**PROBLEM DESCRIPTION**: Transcribe the material below exactly as it appears.

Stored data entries
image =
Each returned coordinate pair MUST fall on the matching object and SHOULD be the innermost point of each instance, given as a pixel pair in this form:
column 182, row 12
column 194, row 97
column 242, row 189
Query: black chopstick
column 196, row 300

**COMPLETE OUTPUT**:
image =
Each returned coordinate pair MUST fall on the matching object and SHOULD be the innermost point of each instance, given as a pixel pair in this form:
column 182, row 12
column 194, row 97
column 242, row 189
Query: black chopstick
column 196, row 300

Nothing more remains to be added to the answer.